▶ _Page extract_
Structure of the Business Combination
The Business Combination will be effected by way of the Arrangement and Merger. Pursuant to the Arrangement, (i) Hut 8 and its wholly-owned subsidiary, Hut 8 Holdings Inc., will be amalgamated by way of a short-form vertical amalgamation, with Hut Amalco having the same capital as the capital of Hut 8 immediately prior to the amalgamation, and (ii) following the amalgamation, the common shares in the capital of Hut Amalco (other than any shares in respect of which a registered Hut 8 shareholder has validly exercised dissent rights) will be exchanged for shares of New Hut common stock based on the Hut 8 Exchange Ratio. Following the completion of the Arrangement, pursuant to the Merger, Merger Sub will be merged with and into USBTC, with USBTC surviving the Merger as a subsidiary of New Hut. Pursuant to the Merger, holders of USBTC capital stock will receive shares of New Hut common stock based on the USBTC Exchange Ratio. As a result of the Business Combination, among other things, New Hut will become the ultimate parent of Hut 8, USBTC, and their respective subsidiaries.
Subject to the terms and conditions set forth in the Business Combination Agreement, Hut 8 shareholders (other than registered Hut 8 shareholders who validly exercise dissent rights) will have the right to receive, for each Hut 8 common share they hold immediately prior to the effective time of the Arrangement, that number of shares of New Hut common stock equal to the Hut 8 Exchange Ratio, and USBTC stockholders will have the right to receive, with respect to each share of Series A Preferred, Series B Preferred, Series B-1 Preferred and USBTC common stock they hold at the effective time of the Merger, that number of shares of New Hut common stock equal to the USBTC Exchange Ratio. Where the aggregate number of shares of New Hut common stock that a Hut 8 shareholder or USBTC stockholder would otherwise be entitled to receive under the Business Combination includes a fractional share of New Hut common stock, the number of shares of New Hut common stock to be received by such Hut 8 shareholder or USBTC stockholder, as applicable, will be rounded down to the nearest whole number and no cash will be paid in lieu of such fractional share of New Hut common stock.

▶ _Data rows_
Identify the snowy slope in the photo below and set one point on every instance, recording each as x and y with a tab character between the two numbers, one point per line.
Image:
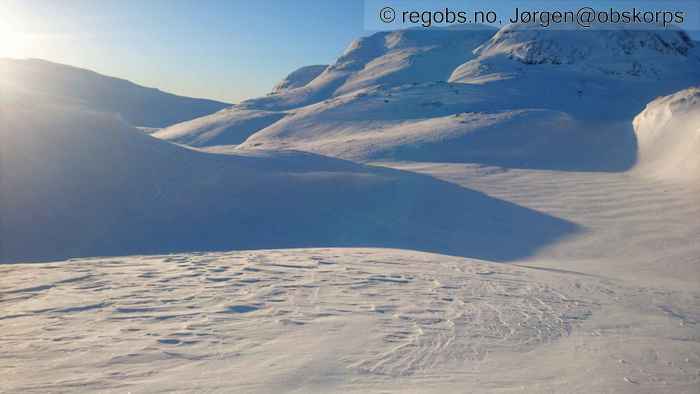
385	59
137	105
227	127
668	135
527	97
76	183
299	77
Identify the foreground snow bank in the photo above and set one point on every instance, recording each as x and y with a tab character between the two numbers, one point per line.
668	136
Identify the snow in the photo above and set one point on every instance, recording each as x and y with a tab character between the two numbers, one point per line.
140	194
471	96
668	135
137	105
514	219
338	320
299	77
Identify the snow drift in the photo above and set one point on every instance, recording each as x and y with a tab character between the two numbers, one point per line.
79	183
668	134
526	97
299	77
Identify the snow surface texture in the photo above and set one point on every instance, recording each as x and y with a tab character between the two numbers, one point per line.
338	320
526	97
668	134
81	184
517	161
137	105
300	77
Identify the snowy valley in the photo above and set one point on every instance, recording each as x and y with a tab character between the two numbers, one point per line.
440	210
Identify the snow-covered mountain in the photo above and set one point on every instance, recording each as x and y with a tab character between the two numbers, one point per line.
299	77
79	183
137	105
668	135
524	97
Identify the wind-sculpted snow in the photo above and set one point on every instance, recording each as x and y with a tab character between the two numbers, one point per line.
617	51
82	184
137	105
299	77
528	97
668	131
229	126
330	320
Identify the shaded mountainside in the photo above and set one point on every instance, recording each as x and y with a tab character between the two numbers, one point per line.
76	183
137	105
299	77
668	132
525	97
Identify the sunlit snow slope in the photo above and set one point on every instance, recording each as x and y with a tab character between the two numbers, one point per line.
137	105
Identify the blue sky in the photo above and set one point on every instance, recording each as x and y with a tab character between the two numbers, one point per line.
227	50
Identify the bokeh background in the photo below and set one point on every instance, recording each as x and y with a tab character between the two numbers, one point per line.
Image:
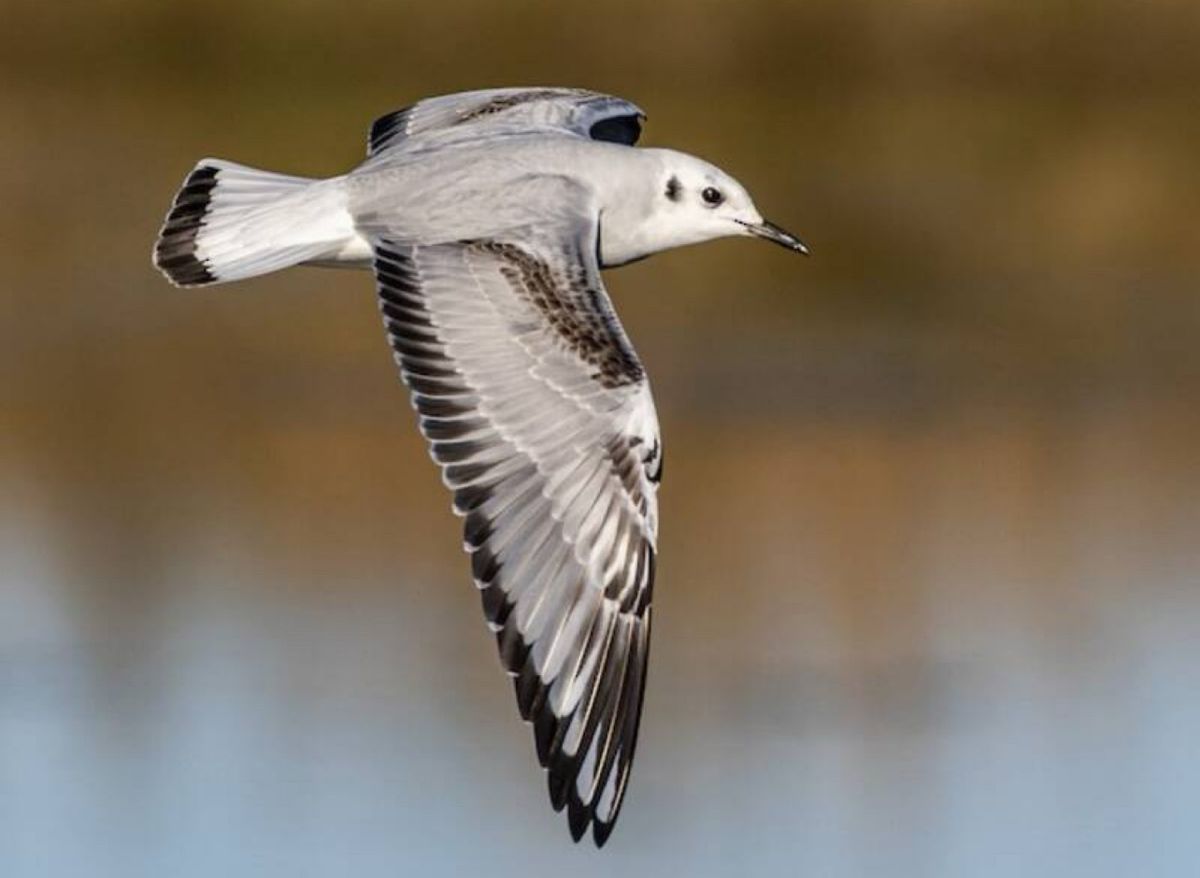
928	600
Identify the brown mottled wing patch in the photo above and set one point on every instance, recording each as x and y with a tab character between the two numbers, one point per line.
538	412
576	310
503	102
496	110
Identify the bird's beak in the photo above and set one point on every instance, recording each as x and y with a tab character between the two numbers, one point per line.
771	232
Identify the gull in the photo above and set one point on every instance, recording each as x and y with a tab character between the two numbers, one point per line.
486	217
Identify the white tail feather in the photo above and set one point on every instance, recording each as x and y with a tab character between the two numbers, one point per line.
229	222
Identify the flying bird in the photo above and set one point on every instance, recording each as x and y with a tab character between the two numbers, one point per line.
486	217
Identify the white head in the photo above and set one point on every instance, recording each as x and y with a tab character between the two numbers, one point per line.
675	199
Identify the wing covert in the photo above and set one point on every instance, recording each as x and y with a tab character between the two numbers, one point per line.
574	110
538	410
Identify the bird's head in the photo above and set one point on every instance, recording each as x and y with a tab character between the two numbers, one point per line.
694	200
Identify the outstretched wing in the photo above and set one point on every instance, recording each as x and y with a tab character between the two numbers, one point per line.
583	113
539	413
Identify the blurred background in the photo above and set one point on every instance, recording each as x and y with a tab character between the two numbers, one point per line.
928	600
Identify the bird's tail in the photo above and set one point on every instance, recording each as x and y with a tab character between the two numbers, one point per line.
229	222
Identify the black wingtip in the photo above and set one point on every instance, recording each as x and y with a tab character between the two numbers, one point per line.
174	252
600	833
577	818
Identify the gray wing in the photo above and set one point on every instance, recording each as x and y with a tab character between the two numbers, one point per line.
583	113
539	413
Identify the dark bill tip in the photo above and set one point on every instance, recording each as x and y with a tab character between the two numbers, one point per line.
769	232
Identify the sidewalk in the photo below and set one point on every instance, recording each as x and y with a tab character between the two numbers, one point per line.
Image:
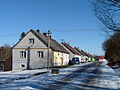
9	76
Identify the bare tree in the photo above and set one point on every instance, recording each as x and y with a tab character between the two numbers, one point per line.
108	12
112	48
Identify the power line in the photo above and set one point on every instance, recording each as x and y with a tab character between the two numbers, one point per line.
8	35
55	30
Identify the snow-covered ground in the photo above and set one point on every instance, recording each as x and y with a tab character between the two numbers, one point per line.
106	78
117	71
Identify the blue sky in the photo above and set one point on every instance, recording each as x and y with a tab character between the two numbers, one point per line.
71	20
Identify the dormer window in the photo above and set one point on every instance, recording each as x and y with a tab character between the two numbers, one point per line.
31	41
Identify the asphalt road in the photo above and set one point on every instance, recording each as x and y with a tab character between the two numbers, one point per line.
84	78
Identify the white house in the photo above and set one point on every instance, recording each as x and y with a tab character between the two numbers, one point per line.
72	52
32	52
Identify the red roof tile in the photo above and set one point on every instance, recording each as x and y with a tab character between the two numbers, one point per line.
70	48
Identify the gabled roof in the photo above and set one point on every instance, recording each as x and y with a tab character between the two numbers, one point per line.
70	48
54	45
78	50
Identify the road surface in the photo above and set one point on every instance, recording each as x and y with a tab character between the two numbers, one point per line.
88	76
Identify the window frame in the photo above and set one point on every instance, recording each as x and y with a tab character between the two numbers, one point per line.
40	54
23	54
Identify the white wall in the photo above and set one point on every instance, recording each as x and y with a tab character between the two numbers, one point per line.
35	62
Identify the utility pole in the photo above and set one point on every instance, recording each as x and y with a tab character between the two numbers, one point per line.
48	59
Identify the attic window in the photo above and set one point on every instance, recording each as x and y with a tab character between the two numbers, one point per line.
31	40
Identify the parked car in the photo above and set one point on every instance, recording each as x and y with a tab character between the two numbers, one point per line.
75	60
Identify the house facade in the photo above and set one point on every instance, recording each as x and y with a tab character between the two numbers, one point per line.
72	52
32	52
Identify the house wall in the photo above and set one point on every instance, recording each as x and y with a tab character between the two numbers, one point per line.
35	62
60	58
78	57
71	55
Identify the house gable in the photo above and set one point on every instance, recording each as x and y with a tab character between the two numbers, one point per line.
25	42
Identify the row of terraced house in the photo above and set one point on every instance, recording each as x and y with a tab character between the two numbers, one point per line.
31	52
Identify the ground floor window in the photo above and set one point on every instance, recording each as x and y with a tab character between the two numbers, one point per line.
1	66
40	54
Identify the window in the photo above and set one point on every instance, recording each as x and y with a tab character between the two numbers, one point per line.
40	54
31	41
22	54
22	65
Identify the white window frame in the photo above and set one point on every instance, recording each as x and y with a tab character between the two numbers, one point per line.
23	54
40	54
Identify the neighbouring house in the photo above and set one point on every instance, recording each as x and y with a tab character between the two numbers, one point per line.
6	65
72	52
100	58
83	55
32	52
5	58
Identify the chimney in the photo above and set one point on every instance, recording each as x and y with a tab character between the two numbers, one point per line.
38	30
45	34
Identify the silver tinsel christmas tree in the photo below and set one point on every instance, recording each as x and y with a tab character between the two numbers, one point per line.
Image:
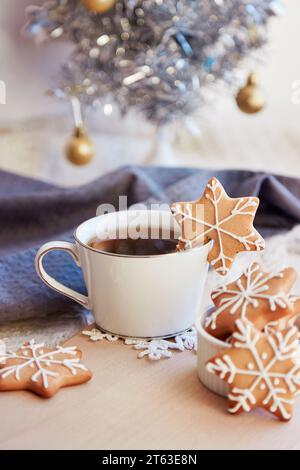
158	56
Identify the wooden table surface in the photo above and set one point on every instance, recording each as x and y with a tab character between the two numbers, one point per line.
137	404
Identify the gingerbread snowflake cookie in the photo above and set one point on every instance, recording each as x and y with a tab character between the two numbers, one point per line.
257	296
227	221
42	370
262	370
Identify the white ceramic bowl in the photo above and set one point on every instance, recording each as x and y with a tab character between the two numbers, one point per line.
208	346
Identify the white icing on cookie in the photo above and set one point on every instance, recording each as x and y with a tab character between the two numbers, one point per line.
240	297
33	356
266	377
241	209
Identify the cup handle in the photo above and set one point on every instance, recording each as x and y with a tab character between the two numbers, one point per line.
50	281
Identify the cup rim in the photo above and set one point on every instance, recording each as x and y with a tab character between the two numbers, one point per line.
117	255
202	332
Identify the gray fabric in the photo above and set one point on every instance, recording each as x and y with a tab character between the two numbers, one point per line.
32	213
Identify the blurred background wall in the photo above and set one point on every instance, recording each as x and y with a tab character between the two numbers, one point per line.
34	127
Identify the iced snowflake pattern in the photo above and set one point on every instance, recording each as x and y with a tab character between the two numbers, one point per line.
214	194
240	297
33	355
269	361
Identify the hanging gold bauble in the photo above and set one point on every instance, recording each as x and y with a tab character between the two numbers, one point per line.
250	99
98	6
79	149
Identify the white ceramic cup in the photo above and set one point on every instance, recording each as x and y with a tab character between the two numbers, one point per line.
208	347
134	296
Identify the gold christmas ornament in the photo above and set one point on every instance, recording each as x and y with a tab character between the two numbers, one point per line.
98	6
250	99
79	149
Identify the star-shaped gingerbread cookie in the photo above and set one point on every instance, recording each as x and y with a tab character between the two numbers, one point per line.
262	370
227	221
42	370
258	296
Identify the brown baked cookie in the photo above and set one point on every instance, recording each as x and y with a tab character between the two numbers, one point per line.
262	370
257	296
227	221
42	370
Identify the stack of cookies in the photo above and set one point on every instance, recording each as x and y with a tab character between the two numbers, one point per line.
253	318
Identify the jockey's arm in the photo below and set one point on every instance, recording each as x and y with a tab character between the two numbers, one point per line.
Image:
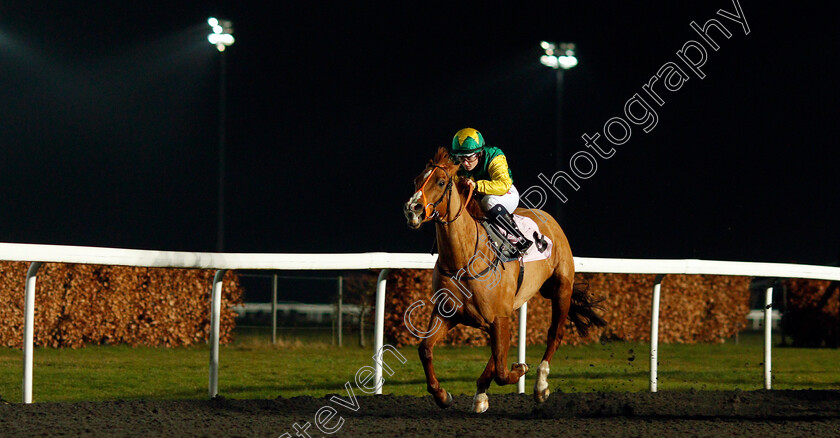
499	182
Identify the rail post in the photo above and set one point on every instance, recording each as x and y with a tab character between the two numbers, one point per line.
523	323
273	309
768	331
29	330
379	329
215	315
654	331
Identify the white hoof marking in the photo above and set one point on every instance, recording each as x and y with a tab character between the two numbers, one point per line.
480	403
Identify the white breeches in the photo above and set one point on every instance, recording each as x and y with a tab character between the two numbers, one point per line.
509	200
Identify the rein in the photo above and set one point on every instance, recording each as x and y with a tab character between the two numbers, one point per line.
430	208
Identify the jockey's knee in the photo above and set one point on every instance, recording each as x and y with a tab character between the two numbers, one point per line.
424	352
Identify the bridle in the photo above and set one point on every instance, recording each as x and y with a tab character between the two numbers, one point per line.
430	208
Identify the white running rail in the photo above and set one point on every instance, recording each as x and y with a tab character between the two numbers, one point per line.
39	254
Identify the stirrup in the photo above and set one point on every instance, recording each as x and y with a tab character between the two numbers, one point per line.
540	241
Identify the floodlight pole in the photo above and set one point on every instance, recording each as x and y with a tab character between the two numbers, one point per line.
221	37
220	236
559	57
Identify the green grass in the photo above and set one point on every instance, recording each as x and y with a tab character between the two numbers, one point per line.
305	363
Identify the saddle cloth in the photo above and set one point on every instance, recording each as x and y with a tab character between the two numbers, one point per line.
527	226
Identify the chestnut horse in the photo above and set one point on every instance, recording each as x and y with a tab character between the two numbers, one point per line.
485	291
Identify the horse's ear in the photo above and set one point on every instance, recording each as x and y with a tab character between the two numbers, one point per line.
442	156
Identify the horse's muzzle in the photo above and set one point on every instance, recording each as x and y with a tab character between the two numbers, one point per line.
413	212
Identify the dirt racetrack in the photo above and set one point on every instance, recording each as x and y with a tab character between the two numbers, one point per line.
753	413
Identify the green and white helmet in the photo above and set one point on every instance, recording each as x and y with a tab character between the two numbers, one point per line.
467	141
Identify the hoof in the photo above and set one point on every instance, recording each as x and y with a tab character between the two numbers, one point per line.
541	396
480	403
443	404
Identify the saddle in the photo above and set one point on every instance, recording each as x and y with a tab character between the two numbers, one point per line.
507	250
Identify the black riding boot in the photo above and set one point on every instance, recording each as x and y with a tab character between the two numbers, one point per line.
500	216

▶ _Required work_
1) In the business combination extract, what becomes of a fractional share of New Hut common stock that a shareholder would otherwise receive?
2) Write the next part of the business combination extract, picking up after its final sentence.

▶ _Results by task_
1) It is rounded down to the nearest whole number, and no cash is paid in its place.

2)
The Business Combination does not contain any provision that would adjust the Hut 8 Exchange Ratio or USBTC Exchange Ratio based on fluctuations in the market value of either company’s capital stock. Because of this, the implied value of the stock consideration to Hut 8 shareholders and USBTC stockholders will fluctuate between now and the completion of the Business Combination and will depend on the market value of New Hut common stock at the time the Business Combination is completed.
In order to be effective, the Business Combination must be approved by the affirmative vote of not less than 6623% of the votes cast by Hut 8 shareholders present or represented by proxy and entitled to vote at the Hut 8 Meeting. For the purposes of implementing the Business Combination, USBTC will seek to obtain the USBTC Consent.
Background of the Business Combination
Each of the Hut 8 Board and the USBTC Board and their respective senior management regularly review and discuss their company’s performance, business strategy and competitive position in the digital asset mining industry. In addition, such boards and senior management regularly review and evaluate various strategic alternatives, including acquisitions, dispositions, capital raising, and other strategic transactions, as part of ongoing efforts to strengthen their respective overall business and enhance shareholder value. In particular, the USBTC Board previously considered pursuing an initial public offering in the United States but determined not to proceed, primarily due to market conditions.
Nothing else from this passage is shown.